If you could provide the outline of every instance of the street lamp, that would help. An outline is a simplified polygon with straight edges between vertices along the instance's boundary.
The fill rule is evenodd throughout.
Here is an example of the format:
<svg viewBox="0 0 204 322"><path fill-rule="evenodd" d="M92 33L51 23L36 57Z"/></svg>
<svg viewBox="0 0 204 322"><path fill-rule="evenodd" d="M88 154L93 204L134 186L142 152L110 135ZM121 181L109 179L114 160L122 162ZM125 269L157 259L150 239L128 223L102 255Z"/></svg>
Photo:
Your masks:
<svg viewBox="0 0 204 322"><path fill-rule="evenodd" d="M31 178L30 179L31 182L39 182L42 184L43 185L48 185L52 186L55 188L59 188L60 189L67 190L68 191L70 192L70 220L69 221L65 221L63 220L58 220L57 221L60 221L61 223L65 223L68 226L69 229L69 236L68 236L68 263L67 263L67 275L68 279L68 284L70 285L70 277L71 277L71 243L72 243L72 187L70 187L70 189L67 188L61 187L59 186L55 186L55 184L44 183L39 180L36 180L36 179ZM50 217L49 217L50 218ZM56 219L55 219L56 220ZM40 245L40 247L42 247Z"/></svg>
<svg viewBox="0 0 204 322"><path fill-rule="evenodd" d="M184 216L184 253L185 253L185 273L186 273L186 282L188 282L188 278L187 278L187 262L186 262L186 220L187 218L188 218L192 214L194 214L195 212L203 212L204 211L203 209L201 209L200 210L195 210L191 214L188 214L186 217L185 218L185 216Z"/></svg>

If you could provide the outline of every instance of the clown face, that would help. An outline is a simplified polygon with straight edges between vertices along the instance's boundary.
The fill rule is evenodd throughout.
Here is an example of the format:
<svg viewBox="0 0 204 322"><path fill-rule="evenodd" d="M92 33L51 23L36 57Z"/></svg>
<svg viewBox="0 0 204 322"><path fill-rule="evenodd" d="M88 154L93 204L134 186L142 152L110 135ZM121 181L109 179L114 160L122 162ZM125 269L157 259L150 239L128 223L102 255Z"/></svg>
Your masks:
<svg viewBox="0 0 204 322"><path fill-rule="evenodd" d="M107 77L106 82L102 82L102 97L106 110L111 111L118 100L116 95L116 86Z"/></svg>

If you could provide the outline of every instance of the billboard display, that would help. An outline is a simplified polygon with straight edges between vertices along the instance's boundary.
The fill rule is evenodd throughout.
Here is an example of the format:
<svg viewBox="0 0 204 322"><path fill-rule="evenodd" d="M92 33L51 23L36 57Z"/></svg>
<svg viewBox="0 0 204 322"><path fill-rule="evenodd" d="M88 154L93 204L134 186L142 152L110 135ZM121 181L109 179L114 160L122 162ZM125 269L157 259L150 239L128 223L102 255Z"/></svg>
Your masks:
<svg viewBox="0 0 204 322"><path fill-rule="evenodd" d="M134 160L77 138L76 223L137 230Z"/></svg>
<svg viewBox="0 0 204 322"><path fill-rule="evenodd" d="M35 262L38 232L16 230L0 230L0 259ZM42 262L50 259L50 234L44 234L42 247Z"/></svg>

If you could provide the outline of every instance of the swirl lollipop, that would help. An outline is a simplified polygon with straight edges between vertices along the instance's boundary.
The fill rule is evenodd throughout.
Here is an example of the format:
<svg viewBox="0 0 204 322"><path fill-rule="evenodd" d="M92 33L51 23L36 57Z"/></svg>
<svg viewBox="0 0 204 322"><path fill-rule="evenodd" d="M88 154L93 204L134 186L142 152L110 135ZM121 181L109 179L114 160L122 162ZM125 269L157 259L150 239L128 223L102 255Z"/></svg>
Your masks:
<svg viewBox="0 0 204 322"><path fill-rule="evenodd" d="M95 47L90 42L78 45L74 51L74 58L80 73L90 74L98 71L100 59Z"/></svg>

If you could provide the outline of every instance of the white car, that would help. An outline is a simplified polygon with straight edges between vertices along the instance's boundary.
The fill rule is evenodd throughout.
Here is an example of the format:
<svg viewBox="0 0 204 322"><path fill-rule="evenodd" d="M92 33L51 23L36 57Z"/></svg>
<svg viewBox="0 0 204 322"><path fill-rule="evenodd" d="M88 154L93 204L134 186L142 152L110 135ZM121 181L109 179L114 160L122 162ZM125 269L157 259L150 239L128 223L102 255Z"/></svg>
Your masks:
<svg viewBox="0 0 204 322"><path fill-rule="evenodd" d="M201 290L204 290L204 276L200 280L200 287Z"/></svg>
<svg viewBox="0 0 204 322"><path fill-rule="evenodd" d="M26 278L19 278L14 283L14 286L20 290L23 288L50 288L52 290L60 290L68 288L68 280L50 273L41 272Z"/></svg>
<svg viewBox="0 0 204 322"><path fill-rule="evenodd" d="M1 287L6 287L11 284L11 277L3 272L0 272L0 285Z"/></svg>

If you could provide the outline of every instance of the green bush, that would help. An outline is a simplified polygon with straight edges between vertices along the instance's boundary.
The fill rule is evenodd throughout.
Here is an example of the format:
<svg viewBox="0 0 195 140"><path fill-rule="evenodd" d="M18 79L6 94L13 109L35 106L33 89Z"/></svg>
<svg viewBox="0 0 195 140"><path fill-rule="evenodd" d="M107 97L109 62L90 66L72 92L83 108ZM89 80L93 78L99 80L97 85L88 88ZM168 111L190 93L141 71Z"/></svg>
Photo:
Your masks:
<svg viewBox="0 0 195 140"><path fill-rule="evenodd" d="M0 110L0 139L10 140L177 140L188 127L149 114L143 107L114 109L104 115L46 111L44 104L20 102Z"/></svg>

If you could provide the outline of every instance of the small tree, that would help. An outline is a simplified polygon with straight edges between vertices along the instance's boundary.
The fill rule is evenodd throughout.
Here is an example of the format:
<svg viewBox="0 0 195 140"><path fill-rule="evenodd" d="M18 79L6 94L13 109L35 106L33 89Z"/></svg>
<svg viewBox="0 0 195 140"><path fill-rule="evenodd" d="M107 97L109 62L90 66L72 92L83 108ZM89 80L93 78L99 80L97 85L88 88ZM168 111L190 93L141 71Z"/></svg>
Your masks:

Instructions for the task:
Reproduce the material above verbatim, from its first line through its last.

Expected answer:
If you could provide the outline of every instance of the street lamp, that would help. An outline is a simplified polygon with straight edges between vertices along the instance's boundary.
The fill rule is evenodd throughout.
Here is an example of the format:
<svg viewBox="0 0 204 322"><path fill-rule="evenodd" d="M92 33L51 23L36 57Z"/></svg>
<svg viewBox="0 0 204 322"><path fill-rule="evenodd" d="M88 154L93 204L134 186L142 152L110 135ZM121 181L109 179L114 160L122 162ZM125 269L157 259L150 239L128 223L102 255Z"/></svg>
Photo:
Your masks:
<svg viewBox="0 0 204 322"><path fill-rule="evenodd" d="M31 178L30 179L31 182L39 182L42 184L43 185L48 185L52 186L55 188L59 188L60 189L67 190L68 191L70 192L70 220L69 221L65 221L63 220L58 220L57 221L60 221L61 223L65 223L68 226L69 229L69 236L68 236L68 263L67 263L67 275L68 279L68 284L70 285L70 277L71 277L71 243L72 243L72 187L70 187L70 189L67 188L61 187L59 186L55 186L55 184L44 183L39 180L36 180L36 179ZM50 217L49 217L50 218ZM56 219L55 219L56 220ZM40 245L40 247L42 247Z"/></svg>
<svg viewBox="0 0 204 322"><path fill-rule="evenodd" d="M184 216L184 253L185 253L185 273L186 273L186 282L188 282L188 278L187 278L187 262L186 262L186 220L187 218L188 218L192 214L194 214L195 212L203 212L204 211L203 209L201 209L200 210L195 210L191 214L188 214L186 217L185 218L185 216Z"/></svg>

If you could provide the outline of every instance of the clown face, that would help. An outline is a simplified polygon with straight edges between vertices along the instance's boundary.
The fill rule is evenodd throughout.
Here is an example of the format:
<svg viewBox="0 0 204 322"><path fill-rule="evenodd" d="M92 33L51 23L36 57Z"/></svg>
<svg viewBox="0 0 204 322"><path fill-rule="evenodd" d="M88 154L93 204L134 186L142 152L110 135ZM121 181L109 179L114 160L122 162ZM125 269L157 259L150 239L128 223L102 255Z"/></svg>
Your masks:
<svg viewBox="0 0 204 322"><path fill-rule="evenodd" d="M107 77L106 82L102 82L102 97L106 110L111 111L118 100L116 95L116 86Z"/></svg>

If you could provide the outline of every instance of the billboard display, that would help. An outline is a simplified polygon with straight edges between vertices along the instance's boundary.
The fill rule is evenodd throughout.
Here is an example of the format:
<svg viewBox="0 0 204 322"><path fill-rule="evenodd" d="M92 33L51 23L36 57Z"/></svg>
<svg viewBox="0 0 204 322"><path fill-rule="evenodd" d="M88 154L93 204L134 186L142 152L110 135ZM121 181L109 179L114 160L122 162ZM125 269L157 259L150 239L128 223L102 255Z"/></svg>
Your masks:
<svg viewBox="0 0 204 322"><path fill-rule="evenodd" d="M134 160L77 138L76 223L137 230Z"/></svg>
<svg viewBox="0 0 204 322"><path fill-rule="evenodd" d="M35 262L38 232L16 230L0 230L0 259ZM42 262L50 259L50 234L44 234L42 247Z"/></svg>

If you could provide the outline of every instance of the swirl lollipop, that would help. An outline is a simplified polygon with straight edges between vertices along the instance's boundary.
The fill rule is evenodd throughout.
Here is an example of the format:
<svg viewBox="0 0 204 322"><path fill-rule="evenodd" d="M92 33L51 23L36 57Z"/></svg>
<svg viewBox="0 0 204 322"><path fill-rule="evenodd" d="M88 154L93 204L134 186L142 152L110 135ZM121 181L109 179L114 160L122 162ZM125 269L157 259L150 239L128 223L102 255Z"/></svg>
Your masks:
<svg viewBox="0 0 204 322"><path fill-rule="evenodd" d="M95 47L90 42L78 45L74 51L74 58L80 73L90 74L98 71L100 59Z"/></svg>

If you could provide the outline of every instance of the white car, that would help. An outline is a simplified polygon with straight edges between vertices along the instance's boundary.
The fill rule is evenodd throughout.
Here is an example of the format:
<svg viewBox="0 0 204 322"><path fill-rule="evenodd" d="M92 33L51 23L36 57Z"/></svg>
<svg viewBox="0 0 204 322"><path fill-rule="evenodd" d="M88 154L93 204L134 186L142 152L110 135ZM121 181L109 179L114 160L122 162ZM125 269L157 259L150 239L128 223L102 255Z"/></svg>
Your masks:
<svg viewBox="0 0 204 322"><path fill-rule="evenodd" d="M201 290L204 290L204 276L200 280L200 287Z"/></svg>
<svg viewBox="0 0 204 322"><path fill-rule="evenodd" d="M26 278L19 278L14 283L14 286L20 290L23 288L50 288L52 290L60 290L68 288L68 280L50 273L41 272Z"/></svg>
<svg viewBox="0 0 204 322"><path fill-rule="evenodd" d="M1 287L6 287L11 284L11 277L3 272L0 272L0 285Z"/></svg>

If you could provide the outline of every instance of the green bush, that would help. An outline is a simplified polygon with straight edges between vertices along the instance's boundary.
The fill rule is evenodd throughout.
Here is an example of the format:
<svg viewBox="0 0 195 140"><path fill-rule="evenodd" d="M18 79L6 94L13 109L35 106L33 89Z"/></svg>
<svg viewBox="0 0 195 140"><path fill-rule="evenodd" d="M107 97L109 62L90 66L72 92L83 108ZM89 80L93 78L99 80L97 85L88 88ZM168 111L190 93L141 71Z"/></svg>
Photo:
Your masks:
<svg viewBox="0 0 195 140"><path fill-rule="evenodd" d="M0 110L0 139L10 140L177 140L188 127L149 114L143 107L114 109L104 115L46 111L44 104L20 102Z"/></svg>

If you could provide the outline of every instance of the small tree, that would help. An outline is a simplified polygon with straight edges between vertices along the instance's boundary.
The fill rule is evenodd throughout.
Here is an example of the format:
<svg viewBox="0 0 195 140"><path fill-rule="evenodd" d="M18 79L6 94L13 109L35 106L33 89Z"/></svg>
<svg viewBox="0 0 195 140"><path fill-rule="evenodd" d="M107 97L109 62L90 66L72 92L83 108ZM89 80L93 78L99 80L97 85L88 88ZM168 111L190 93L141 71Z"/></svg>
Your masks:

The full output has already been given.